Directions for this task:
Set down all of the entries exactly, leaving nothing out.

Exercise input:
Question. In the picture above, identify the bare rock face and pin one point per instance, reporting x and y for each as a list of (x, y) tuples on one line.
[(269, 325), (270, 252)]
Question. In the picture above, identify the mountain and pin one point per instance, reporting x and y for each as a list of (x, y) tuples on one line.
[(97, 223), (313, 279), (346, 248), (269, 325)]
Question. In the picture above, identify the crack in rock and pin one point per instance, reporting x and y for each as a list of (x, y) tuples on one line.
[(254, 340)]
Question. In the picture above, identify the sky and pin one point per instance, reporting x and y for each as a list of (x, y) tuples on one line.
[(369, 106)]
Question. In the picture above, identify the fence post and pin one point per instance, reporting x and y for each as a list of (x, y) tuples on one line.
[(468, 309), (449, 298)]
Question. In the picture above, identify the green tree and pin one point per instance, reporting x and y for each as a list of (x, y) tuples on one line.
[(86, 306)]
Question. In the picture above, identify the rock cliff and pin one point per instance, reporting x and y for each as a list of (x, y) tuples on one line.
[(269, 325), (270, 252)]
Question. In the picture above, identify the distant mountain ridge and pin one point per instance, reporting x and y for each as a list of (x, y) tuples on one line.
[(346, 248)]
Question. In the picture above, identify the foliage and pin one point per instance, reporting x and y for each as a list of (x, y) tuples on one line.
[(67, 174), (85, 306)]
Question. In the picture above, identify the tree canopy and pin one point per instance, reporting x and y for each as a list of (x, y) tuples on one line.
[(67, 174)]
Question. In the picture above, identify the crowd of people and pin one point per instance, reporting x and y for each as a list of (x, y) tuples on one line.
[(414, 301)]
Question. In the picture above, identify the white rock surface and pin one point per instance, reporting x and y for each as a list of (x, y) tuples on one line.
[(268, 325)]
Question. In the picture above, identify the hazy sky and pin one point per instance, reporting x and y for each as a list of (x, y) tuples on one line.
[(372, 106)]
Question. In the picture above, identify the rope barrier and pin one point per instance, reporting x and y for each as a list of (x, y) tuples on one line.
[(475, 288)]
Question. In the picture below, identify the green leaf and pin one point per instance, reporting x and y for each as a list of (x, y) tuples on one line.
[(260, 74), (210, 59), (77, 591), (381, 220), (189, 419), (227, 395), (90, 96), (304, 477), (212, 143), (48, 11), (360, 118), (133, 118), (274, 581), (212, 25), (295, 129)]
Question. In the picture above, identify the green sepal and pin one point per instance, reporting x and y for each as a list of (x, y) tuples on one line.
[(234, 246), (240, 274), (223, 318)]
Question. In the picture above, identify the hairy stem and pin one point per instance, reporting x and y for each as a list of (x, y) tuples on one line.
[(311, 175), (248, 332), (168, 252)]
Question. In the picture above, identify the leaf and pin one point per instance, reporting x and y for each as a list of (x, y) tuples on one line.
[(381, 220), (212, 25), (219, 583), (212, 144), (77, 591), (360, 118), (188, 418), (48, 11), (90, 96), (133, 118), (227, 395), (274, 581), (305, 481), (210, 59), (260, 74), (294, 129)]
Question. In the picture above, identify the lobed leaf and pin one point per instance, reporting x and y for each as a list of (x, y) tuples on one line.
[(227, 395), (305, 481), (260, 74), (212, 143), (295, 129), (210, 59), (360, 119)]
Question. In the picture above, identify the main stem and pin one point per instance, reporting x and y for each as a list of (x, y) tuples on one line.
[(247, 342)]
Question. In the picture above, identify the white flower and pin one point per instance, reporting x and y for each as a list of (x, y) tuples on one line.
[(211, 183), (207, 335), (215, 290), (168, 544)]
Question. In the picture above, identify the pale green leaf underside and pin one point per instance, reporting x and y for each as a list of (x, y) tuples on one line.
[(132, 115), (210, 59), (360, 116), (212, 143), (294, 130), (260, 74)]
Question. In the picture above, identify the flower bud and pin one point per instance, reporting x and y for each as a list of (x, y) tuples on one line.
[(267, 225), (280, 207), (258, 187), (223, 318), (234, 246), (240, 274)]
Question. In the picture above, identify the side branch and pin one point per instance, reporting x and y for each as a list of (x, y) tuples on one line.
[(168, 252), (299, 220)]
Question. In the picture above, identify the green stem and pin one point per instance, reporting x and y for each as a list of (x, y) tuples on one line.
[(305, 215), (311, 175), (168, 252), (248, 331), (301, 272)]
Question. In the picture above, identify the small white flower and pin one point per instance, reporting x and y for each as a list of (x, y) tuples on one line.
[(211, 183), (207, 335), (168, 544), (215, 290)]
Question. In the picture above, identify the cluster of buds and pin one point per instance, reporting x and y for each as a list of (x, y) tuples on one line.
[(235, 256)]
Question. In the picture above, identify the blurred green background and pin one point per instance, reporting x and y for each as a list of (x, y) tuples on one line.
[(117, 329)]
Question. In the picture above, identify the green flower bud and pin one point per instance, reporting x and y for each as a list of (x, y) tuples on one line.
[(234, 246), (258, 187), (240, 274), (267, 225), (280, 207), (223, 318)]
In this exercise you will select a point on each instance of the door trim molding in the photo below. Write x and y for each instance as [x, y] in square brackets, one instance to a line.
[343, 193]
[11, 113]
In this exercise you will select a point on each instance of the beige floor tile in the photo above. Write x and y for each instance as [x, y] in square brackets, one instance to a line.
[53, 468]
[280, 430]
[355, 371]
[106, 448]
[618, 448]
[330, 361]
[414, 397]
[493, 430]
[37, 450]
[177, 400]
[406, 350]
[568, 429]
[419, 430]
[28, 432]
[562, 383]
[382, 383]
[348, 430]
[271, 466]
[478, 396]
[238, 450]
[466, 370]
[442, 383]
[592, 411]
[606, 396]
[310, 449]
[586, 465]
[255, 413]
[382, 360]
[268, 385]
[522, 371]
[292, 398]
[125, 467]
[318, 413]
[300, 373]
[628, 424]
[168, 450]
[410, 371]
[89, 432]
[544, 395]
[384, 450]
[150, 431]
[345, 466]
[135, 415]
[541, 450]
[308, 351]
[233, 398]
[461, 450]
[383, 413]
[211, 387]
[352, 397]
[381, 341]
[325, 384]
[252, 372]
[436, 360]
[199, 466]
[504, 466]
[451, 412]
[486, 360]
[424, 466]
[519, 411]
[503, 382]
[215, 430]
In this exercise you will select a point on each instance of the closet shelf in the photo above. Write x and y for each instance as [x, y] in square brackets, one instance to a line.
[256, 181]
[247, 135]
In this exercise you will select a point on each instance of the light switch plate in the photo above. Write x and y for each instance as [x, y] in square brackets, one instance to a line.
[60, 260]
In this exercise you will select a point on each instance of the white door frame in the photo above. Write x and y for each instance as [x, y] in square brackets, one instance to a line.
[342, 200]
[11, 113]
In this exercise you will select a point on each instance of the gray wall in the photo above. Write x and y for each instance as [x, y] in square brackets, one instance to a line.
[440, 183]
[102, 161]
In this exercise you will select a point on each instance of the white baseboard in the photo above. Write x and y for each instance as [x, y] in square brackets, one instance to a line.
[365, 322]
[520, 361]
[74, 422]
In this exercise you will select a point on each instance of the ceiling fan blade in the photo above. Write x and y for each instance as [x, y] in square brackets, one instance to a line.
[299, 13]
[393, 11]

Task response:
Question. In the picture above, identify the bare rock face and pin one point per instance, reporting x and y for each as a list of (x, y) tuples on one line.
[(269, 325), (270, 252)]
Question. In the picture above, identify the mountain and pin one point per instance, reporting x and y for each as a list of (x, y) tuples on one line.
[(97, 223), (313, 279), (346, 248), (269, 325)]
Question. In the picture above, identify the crack in rock and pin one point per instance, reporting x and y for each as a list of (x, y) tuples on one line.
[(254, 340)]
Question. In the picture above, identify the sky and pin one point per instance, reporting x and y for each as a list of (x, y) tuples on one line.
[(369, 106)]
Question. In the picture above, identify the fence post and pin one point per instance, reporting x and y for each as a list of (x, y) tuples on one line.
[(468, 309), (449, 298)]
Question. In the picture above, identify the green tree and pin one point per instance, reporting x and y for each as a list of (x, y) tuples on one line.
[(86, 306)]
Question. In the picture above, identify the rock cliff and pin one point per instance, reporting x and y for each as a list of (x, y) tuples on one line.
[(269, 325), (270, 252)]
Question. In the picture above, identify the distant mountain ridge and pin one point per instance, reporting x and y for each as a list of (x, y) tuples on one line.
[(346, 248)]
Question. In the picture above, identify the foliage and pin one point per instance, reporting x and y for each as a list of (x, y) tuples on one line.
[(67, 174), (85, 306)]
Question. In the picture above, identify the tree canopy and pin one point per instance, reporting x and y for each as a list of (x, y) tuples on one line.
[(67, 174)]
Question. In the picture above, identify the crowd of people and pin one point per instance, reporting x and y for each as a list of (x, y) tuples on one line.
[(414, 301)]
Question. In the picture above, identify the white rock surface and pin one point per instance, reporting x and y for each as a list of (x, y) tuples on one line.
[(268, 325)]
Question. In the picture above, identify the hazy sky and pin one point per instance, reporting x and y for each as a list of (x, y) tuples on one line.
[(372, 106)]
Question. In the picture above, identify the rope barrier and pin one point per instance, reporting x and y for each as a list of (x, y) tuples on one line.
[(475, 288)]
Question. In the picture below, identify the green leaf and pin one point per instance, reporting x and y for each as a list of (x, y) tuples on one line.
[(260, 74), (210, 59), (77, 591), (381, 220), (189, 419), (227, 395), (90, 96), (304, 477), (212, 143), (48, 11), (360, 118), (133, 118), (274, 581), (212, 25), (295, 129)]
Question. In the picture above, identify the green sepal and pin one point per instance, reporting x and y for each as a list of (x, y) tuples on one line.
[(234, 246), (240, 274), (223, 318)]
Question. In the picture above, identify the hairy stem and pin one point per instance, reporting x and y for each as a list of (x, y) tuples on one line.
[(311, 175), (248, 332), (168, 252)]
Question. In the picture above, identify the leaf and pin one point per instance, reporting x and y for each as a list of (x, y) tuples on one line.
[(381, 220), (212, 25), (219, 583), (212, 144), (77, 591), (360, 118), (188, 418), (48, 11), (90, 96), (133, 118), (227, 395), (274, 581), (305, 481), (210, 59), (260, 74), (294, 129)]
Question. In the picture above, identify the lobed leaf and pin one point per instance, reporting x and y for each as a list of (x, y) tuples on one line.
[(227, 395), (305, 481), (260, 74), (212, 143), (295, 129), (210, 59), (360, 119)]
Question. In the picture above, identify the main stem and pin one point per instance, reporting x and y for each as a list of (x, y) tuples on one line.
[(247, 342)]
Question. In the picture above, identify the white flower and pin one point per instance, reporting x and y for each as a list of (x, y) tuples on one line.
[(211, 183), (207, 335), (215, 290), (168, 544)]
Question. In the picture above, identify the pale green leaf underside and pin one point per instance, reporting x and y for each as a list of (x, y) tuples on one line.
[(132, 115), (210, 59), (360, 116), (212, 143), (294, 130), (260, 74)]
Question. In the picture above, identify the flower bud and pin one point per instance, reporting x and y for each as a list of (x, y) tuples on one line.
[(267, 225), (280, 207), (258, 187), (223, 318), (234, 246), (240, 274)]
Question. In the picture above, identify the side branch and pin one point per instance, reporting x and y for each as a list of (x, y) tuples on one line.
[(168, 252), (299, 220)]
Question. In the picture above, identify the green stem and pin one point per instance, reporting x and y for each as a list of (x, y) tuples on one line.
[(305, 215), (311, 175), (168, 252), (248, 331), (301, 272)]
Question. In the picture above, identify the small white flower and pin one point per instance, reporting x and y for each as a list of (x, y) tuples on one line.
[(211, 183), (207, 335), (168, 544), (215, 290)]
Question. In the picture above, identify the cluster of buds and pin one point per instance, reporting x and y for each as a list of (x, y) tuples on one line.
[(235, 256)]
Question. In the picture above, identify the blurred green background and pin one point per instance, reporting x and y for each as a list of (x, y) tuples on one line.
[(117, 329)]
Question. In the picture above, identify the green flower bud and pin one point per instance, reporting x and y for each as a list of (x, y) tuples on one line.
[(234, 246), (258, 187), (240, 274), (267, 225), (280, 207), (223, 318)]
In this exercise you will select a point on each instance of the door trim molding in the photo below. Write x and y for each instance as [x, y] in square brackets, one instance to a line.
[343, 193]
[11, 113]
In this exercise you will select a point on each instance of the beige floor tile in the photo above. Write x and y for each instance as [x, y] in square brackets, one instance to a line.
[53, 468]
[280, 430]
[355, 371]
[106, 448]
[618, 448]
[330, 361]
[414, 397]
[493, 430]
[37, 450]
[177, 400]
[406, 350]
[568, 429]
[419, 430]
[28, 432]
[562, 383]
[382, 383]
[348, 430]
[271, 466]
[478, 396]
[238, 450]
[466, 370]
[442, 383]
[592, 411]
[606, 396]
[310, 449]
[586, 465]
[255, 413]
[382, 360]
[268, 385]
[522, 371]
[292, 398]
[125, 467]
[318, 413]
[300, 373]
[628, 424]
[168, 450]
[410, 371]
[89, 432]
[544, 395]
[384, 450]
[150, 431]
[345, 466]
[135, 415]
[541, 450]
[308, 351]
[233, 398]
[461, 450]
[383, 413]
[211, 387]
[352, 397]
[381, 341]
[325, 384]
[252, 372]
[436, 360]
[199, 466]
[504, 466]
[451, 412]
[486, 360]
[424, 466]
[519, 411]
[503, 382]
[215, 430]
In this exercise you will select a point on each instance of the closet shelf in the photo above. Write x and y for each instance as [x, y] in square brackets, one instance to a line.
[256, 181]
[247, 135]
In this exercise you will select a point on each instance of the light switch plate in the photo above. Write x and y for each instance as [x, y] in square brackets, one instance to a line.
[60, 260]
In this exercise you will select a point on each instance of the white door frame in the photo above. Write x and y for each instance as [x, y] in square brackets, one instance to a line.
[342, 200]
[11, 113]
In this exercise you will select a point on each instance of the gray wall in the photo above. Write x and y for each instance as [x, y] in square brackets, one instance to a line.
[440, 183]
[102, 161]
In this exercise you will select a point on each instance of the white baseboard in the photo above. Write x and y for each instance as [x, y] in square brackets, one instance to a line.
[365, 322]
[520, 361]
[74, 422]
In this exercise you will select a point on each instance of the ceiling fan blade in the photo above. Write x and y for each instance as [x, y] in square brackets, one instance to a line.
[299, 13]
[393, 11]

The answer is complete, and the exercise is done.